Data items:
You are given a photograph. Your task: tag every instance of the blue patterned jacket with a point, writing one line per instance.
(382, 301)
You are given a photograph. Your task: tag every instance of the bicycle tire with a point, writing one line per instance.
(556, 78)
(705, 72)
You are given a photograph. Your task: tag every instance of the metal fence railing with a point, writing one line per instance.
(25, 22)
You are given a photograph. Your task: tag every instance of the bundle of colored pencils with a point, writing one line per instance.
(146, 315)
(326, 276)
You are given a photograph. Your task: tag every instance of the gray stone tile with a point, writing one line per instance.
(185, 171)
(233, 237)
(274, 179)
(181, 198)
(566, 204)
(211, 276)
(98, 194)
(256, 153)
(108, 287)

» EXERCISE: Word for word, restate all of the data shown above.

» COMPLETED TASK:
You are given a photograph. Your task: tag every instance of the blue patterned jacket with a point, writing one line per instance.
(382, 301)
You are given a photograph. Your task: tag every instance of the bicycle tire with a point, writing one line per instance.
(556, 78)
(705, 72)
You are given a photograph. Your task: tag every instance of the metal fence railing with a point, writing one line per instance.
(25, 22)
You are given a photograph. Your task: tag every instance of the bundle of colored pencils with a point, writing one line per instance.
(146, 315)
(326, 276)
You are given a photograph. Your task: tag every instance of the gray stone tile with a point, writing one line per instance.
(185, 171)
(233, 237)
(274, 179)
(181, 198)
(566, 204)
(211, 276)
(98, 194)
(256, 153)
(108, 287)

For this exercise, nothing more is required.